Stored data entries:
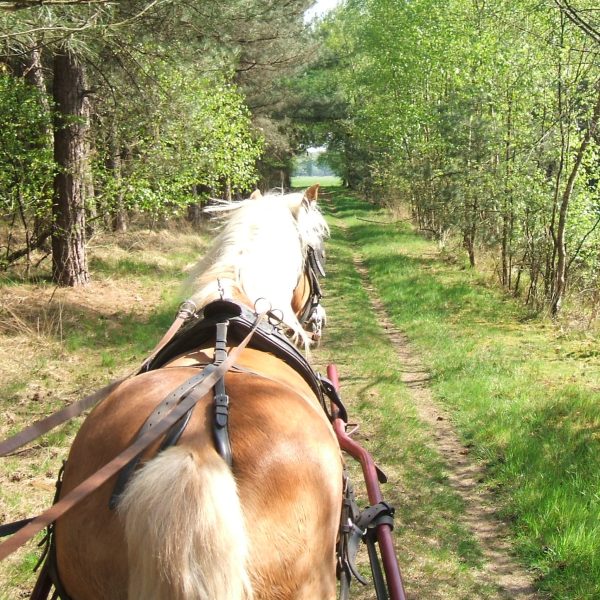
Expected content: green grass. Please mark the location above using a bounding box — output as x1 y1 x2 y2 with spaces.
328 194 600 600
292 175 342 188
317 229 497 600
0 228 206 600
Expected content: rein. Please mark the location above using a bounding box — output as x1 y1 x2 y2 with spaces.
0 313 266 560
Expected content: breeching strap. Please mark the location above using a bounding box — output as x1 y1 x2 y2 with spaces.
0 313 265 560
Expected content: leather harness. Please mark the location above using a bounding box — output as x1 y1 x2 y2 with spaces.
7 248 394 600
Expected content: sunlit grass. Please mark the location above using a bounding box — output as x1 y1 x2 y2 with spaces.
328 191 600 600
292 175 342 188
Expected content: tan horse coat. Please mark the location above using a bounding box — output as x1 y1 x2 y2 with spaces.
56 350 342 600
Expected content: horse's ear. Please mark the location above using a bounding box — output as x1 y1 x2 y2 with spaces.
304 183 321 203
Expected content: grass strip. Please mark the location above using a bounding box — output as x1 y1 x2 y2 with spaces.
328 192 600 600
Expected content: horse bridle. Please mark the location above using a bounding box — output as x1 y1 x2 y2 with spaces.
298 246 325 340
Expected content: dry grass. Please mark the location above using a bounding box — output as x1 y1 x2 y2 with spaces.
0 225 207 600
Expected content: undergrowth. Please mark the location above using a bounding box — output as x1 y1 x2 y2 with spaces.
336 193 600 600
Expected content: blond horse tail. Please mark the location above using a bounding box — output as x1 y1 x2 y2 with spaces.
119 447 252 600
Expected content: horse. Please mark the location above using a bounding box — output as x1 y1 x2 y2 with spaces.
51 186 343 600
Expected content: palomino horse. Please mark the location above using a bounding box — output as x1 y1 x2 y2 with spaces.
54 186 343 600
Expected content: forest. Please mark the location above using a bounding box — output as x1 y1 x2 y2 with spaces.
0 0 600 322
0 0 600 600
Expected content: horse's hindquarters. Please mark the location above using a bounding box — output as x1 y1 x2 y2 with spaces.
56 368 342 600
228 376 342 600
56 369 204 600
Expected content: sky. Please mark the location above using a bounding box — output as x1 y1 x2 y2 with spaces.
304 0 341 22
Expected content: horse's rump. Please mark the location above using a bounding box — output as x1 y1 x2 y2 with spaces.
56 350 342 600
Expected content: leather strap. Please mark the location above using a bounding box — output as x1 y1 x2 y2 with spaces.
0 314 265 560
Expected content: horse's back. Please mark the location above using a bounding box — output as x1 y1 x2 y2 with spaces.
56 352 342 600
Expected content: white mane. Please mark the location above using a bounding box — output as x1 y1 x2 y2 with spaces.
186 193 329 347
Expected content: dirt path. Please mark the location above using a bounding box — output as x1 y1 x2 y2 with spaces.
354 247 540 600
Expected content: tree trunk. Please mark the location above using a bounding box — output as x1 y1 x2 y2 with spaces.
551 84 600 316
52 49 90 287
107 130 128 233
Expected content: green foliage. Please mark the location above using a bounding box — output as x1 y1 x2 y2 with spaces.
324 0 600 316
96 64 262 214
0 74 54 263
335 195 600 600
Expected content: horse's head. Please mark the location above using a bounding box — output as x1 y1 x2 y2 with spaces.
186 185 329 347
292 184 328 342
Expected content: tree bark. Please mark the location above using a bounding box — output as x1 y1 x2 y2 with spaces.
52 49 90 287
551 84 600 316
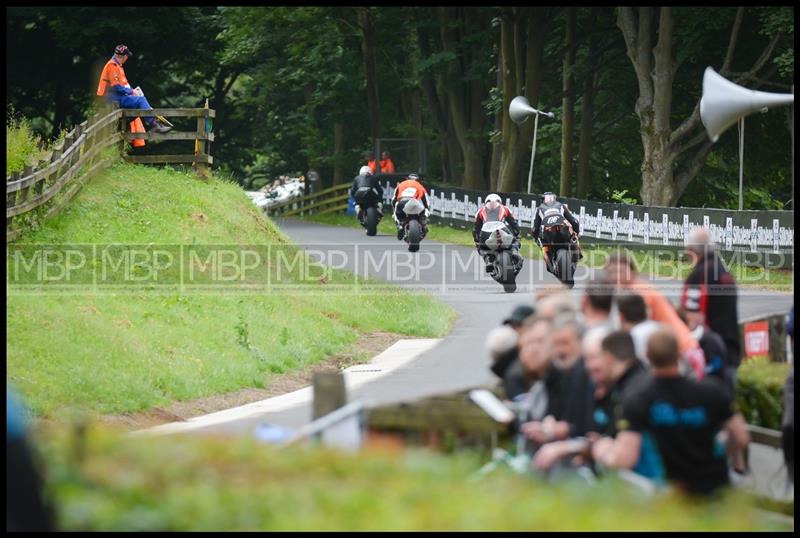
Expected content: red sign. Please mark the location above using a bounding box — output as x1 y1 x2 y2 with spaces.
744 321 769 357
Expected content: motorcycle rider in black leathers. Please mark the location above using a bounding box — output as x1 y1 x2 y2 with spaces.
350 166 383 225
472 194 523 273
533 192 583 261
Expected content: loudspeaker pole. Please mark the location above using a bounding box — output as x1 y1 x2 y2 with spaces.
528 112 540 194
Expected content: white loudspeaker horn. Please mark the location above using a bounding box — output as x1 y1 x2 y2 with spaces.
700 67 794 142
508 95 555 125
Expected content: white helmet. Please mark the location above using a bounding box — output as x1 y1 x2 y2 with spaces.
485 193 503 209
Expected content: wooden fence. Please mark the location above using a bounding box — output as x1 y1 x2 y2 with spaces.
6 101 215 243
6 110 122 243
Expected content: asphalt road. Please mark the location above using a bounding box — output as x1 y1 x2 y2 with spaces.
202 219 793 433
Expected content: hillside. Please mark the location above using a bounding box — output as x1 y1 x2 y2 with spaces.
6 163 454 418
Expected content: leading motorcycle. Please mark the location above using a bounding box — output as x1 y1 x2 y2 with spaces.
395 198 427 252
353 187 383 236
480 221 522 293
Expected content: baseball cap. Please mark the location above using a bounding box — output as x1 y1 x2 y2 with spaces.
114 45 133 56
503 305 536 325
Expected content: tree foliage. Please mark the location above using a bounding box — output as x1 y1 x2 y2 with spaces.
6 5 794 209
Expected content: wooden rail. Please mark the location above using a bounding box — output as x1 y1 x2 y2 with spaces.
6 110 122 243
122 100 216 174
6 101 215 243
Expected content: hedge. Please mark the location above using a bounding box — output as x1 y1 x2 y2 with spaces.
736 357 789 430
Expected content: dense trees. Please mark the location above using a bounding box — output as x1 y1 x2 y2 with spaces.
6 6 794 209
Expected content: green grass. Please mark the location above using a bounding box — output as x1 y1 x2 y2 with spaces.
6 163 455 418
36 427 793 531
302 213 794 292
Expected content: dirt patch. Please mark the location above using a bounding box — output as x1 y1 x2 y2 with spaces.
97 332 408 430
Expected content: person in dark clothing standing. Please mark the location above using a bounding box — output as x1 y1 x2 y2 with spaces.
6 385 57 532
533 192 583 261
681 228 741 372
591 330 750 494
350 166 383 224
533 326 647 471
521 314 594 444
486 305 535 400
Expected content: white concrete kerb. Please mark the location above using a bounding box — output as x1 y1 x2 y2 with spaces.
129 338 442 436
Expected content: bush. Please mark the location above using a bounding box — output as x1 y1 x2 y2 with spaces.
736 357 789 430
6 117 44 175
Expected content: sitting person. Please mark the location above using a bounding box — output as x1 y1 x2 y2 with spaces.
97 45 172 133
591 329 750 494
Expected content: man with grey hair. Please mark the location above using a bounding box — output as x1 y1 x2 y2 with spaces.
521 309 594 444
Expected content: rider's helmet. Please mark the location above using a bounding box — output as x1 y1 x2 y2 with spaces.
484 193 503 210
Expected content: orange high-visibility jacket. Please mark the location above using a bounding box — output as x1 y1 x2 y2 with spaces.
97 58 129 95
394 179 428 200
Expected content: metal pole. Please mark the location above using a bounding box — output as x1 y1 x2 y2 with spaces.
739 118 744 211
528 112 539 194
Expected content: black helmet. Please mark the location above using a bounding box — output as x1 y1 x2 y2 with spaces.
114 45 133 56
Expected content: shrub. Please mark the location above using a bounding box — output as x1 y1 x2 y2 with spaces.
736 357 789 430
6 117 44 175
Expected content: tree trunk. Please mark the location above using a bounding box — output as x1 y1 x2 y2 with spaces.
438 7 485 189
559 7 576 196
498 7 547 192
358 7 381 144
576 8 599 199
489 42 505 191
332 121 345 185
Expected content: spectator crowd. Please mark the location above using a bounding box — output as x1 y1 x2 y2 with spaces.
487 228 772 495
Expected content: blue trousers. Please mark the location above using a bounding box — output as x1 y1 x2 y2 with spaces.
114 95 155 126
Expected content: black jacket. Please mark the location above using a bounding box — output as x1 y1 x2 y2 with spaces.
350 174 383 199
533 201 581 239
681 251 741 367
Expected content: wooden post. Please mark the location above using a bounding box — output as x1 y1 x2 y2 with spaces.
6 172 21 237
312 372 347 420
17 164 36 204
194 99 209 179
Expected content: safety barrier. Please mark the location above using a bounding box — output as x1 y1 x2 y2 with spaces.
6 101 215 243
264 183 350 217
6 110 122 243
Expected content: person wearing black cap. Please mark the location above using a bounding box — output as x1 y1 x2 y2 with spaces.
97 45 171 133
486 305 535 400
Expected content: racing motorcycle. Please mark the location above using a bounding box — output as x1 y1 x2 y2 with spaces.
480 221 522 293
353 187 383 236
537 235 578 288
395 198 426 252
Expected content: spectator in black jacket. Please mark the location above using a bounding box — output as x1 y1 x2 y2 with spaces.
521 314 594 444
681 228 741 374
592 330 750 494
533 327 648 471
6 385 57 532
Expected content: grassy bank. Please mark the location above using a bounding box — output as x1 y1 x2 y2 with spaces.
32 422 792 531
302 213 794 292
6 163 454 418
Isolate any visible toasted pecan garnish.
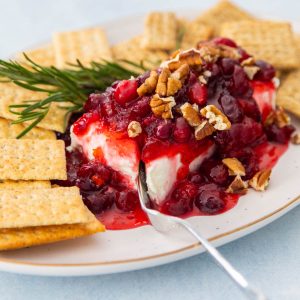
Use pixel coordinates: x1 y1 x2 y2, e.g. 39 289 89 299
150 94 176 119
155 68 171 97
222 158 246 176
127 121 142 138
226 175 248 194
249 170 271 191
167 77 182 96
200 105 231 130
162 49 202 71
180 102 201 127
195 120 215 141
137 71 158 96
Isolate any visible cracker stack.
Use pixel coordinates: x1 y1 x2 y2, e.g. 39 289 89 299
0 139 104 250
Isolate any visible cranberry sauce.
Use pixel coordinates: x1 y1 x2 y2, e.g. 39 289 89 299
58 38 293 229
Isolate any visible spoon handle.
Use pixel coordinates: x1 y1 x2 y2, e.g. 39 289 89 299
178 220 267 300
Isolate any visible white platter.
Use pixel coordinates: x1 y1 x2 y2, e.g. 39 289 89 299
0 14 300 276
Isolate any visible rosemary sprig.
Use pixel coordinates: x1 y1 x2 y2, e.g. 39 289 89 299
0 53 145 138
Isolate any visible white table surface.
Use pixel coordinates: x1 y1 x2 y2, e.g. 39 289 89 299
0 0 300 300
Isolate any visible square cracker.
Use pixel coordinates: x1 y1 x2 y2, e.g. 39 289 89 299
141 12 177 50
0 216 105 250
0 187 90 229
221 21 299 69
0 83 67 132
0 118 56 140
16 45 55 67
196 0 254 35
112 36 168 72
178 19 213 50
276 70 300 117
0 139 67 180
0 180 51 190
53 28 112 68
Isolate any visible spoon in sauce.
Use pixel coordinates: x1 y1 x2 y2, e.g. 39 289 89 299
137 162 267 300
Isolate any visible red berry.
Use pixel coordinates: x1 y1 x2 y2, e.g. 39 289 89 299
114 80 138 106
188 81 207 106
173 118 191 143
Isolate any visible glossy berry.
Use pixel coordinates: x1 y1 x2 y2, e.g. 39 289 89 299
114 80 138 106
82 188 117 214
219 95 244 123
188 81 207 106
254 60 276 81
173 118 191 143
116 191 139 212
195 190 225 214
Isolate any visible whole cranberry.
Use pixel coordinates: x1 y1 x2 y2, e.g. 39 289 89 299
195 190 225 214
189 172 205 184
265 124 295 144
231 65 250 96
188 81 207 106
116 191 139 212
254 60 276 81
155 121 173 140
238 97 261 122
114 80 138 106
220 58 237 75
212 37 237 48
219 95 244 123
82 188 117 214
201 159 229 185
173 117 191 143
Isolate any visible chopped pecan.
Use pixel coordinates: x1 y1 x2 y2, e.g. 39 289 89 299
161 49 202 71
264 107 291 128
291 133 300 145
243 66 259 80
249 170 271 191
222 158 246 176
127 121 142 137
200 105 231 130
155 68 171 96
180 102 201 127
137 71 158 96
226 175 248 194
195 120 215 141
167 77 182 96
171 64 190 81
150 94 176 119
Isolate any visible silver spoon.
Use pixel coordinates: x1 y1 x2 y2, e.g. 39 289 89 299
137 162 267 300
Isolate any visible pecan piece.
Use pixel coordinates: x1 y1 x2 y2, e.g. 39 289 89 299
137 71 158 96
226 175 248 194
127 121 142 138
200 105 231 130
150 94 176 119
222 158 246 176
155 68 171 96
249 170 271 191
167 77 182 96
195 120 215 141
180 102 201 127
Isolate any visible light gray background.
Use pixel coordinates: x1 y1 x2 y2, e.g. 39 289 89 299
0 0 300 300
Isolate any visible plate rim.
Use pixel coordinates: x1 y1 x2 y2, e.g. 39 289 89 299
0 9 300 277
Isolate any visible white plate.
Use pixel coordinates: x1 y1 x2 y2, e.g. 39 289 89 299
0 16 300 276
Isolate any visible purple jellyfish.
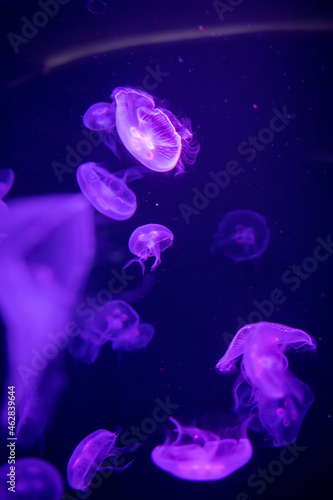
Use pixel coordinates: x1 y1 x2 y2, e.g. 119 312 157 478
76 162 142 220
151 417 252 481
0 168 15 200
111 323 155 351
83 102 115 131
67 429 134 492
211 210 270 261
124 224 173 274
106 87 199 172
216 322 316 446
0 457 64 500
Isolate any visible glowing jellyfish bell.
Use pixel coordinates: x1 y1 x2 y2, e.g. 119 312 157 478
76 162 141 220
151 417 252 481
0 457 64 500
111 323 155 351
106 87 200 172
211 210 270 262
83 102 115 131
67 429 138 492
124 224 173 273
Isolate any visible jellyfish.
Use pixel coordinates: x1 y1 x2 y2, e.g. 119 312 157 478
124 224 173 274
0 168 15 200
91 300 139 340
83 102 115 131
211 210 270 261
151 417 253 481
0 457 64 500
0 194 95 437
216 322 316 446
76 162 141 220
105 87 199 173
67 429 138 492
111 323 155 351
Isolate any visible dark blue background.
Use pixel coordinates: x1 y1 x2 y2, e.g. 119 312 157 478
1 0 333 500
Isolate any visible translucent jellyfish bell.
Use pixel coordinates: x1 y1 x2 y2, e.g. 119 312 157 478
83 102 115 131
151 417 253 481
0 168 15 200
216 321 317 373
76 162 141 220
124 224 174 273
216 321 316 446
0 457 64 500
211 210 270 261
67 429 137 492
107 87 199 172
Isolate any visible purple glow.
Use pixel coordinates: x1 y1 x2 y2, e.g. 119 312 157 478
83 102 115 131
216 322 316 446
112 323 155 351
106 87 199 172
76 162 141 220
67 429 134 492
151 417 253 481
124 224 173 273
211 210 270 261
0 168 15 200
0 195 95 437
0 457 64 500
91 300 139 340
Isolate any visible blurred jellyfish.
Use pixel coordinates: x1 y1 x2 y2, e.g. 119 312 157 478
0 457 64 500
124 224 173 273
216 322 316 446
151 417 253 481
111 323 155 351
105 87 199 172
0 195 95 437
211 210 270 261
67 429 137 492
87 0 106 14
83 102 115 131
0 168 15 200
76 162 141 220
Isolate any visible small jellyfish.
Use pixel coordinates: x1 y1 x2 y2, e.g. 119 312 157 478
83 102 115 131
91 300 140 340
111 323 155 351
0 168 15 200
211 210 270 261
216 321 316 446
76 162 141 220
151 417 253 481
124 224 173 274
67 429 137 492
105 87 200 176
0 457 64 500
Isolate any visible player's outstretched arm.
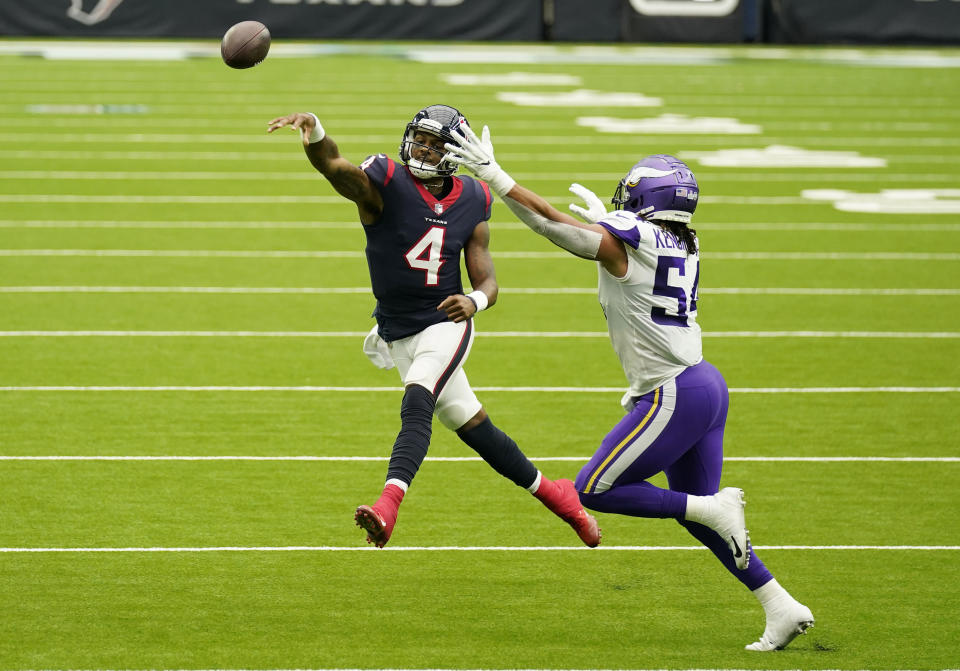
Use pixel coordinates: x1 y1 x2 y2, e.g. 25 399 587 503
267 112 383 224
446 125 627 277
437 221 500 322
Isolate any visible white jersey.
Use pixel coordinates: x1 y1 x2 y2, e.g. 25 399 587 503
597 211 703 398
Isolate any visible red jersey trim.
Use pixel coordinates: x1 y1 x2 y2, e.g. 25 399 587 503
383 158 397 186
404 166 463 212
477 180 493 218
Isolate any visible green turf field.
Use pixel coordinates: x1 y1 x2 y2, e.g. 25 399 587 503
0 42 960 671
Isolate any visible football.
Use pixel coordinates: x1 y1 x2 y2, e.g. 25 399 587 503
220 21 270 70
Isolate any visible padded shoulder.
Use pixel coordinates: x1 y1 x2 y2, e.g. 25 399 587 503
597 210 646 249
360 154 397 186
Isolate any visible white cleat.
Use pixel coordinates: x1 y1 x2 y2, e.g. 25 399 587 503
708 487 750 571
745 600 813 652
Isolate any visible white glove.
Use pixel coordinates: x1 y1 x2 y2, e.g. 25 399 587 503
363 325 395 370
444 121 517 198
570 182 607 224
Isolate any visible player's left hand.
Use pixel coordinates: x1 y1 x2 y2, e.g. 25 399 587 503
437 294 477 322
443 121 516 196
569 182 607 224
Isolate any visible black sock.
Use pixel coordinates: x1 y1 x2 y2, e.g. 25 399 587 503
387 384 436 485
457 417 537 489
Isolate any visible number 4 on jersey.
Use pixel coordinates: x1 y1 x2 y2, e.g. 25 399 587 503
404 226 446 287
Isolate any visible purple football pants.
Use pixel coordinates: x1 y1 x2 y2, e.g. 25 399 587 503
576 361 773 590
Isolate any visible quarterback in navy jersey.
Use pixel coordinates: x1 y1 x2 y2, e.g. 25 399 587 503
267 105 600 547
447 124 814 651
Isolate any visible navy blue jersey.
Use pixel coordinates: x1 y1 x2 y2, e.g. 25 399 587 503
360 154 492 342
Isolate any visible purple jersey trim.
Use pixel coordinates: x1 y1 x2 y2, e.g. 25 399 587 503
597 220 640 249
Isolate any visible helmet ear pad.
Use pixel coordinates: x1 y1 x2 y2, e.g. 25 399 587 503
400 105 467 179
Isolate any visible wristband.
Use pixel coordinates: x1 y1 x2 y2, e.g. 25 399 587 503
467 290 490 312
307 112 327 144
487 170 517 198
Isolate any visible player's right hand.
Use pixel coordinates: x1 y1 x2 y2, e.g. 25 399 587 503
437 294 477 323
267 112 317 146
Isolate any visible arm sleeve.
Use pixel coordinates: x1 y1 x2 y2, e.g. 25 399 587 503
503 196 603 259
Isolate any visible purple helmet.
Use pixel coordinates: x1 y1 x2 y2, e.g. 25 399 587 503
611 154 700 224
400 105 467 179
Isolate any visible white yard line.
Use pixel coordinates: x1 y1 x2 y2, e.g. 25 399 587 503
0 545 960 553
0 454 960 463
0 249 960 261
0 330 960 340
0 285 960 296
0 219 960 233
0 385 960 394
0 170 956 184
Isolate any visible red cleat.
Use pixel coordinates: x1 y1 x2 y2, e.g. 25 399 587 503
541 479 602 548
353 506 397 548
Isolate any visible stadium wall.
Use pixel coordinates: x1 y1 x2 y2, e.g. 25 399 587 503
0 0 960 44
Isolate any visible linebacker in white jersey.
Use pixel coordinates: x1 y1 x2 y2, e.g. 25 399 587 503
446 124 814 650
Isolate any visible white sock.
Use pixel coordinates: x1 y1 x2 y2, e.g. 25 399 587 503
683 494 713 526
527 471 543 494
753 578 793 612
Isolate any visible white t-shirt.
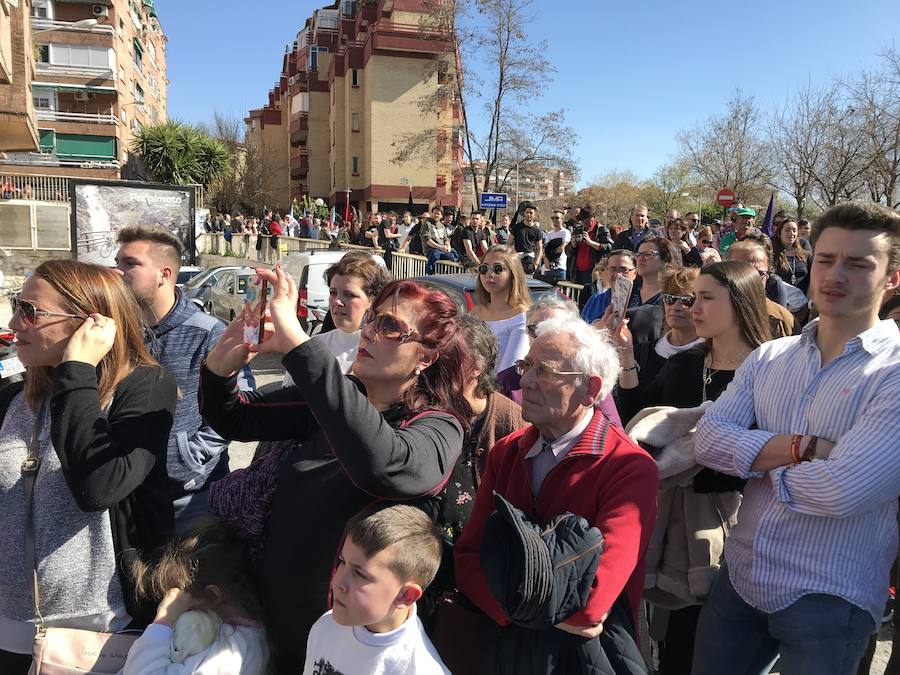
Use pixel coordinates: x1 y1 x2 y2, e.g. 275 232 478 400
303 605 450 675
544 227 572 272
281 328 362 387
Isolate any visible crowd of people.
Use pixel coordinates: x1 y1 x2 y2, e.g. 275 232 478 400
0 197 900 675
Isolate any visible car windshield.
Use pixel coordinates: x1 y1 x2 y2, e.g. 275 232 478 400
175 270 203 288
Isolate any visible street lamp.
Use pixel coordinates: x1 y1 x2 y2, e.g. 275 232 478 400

Requirement:
Copy the lines of the stored data entries from the line holding "Expected content: man" through the line holding "332 121 345 185", inclusive, keeping the requests unchanged. Multiply each bounding-box coordinate in the answers by 0.7 and round to the nearest whole number, with halves rounded up.

Output of the exercise:
Expected content: man with grey hair. Please mark the location above using a bounding box — output as x1 y1 x2 y2 with spaces.
365 216 416 311
Expected content: rider's helmet. Please mark the location above using a bounding box — output as x1 y1 x2 y2 with spaces.
339 135 352 147
Expected content: orange high-visibility jacket. Please mark the location above using a bounding box — output as x1 y1 x2 y2 with spaces.
68 41 90 67
276 125 300 140
Expected content: metal pole. Please mark the location above using a bounding box — output as x1 y1 x2 y2 with spaces.
517 83 521 148
370 78 377 136
Expected content: black helmet. Please mark the location above using a bounding box — output as x1 y1 x2 y2 with spaces.
80 32 93 39
Expected content: shrub. Please mark the location above using a bounding box — output as x1 y1 x2 y2 with spaces.
515 250 552 301
4 82 31 123
Expected content: tree trunk. Please mark the location above using a bounding box — output as x1 y1 x2 y2 with spaces.
307 5 340 132
391 5 403 137
349 5 383 134
251 5 267 101
403 6 419 139
342 29 354 134
232 85 242 130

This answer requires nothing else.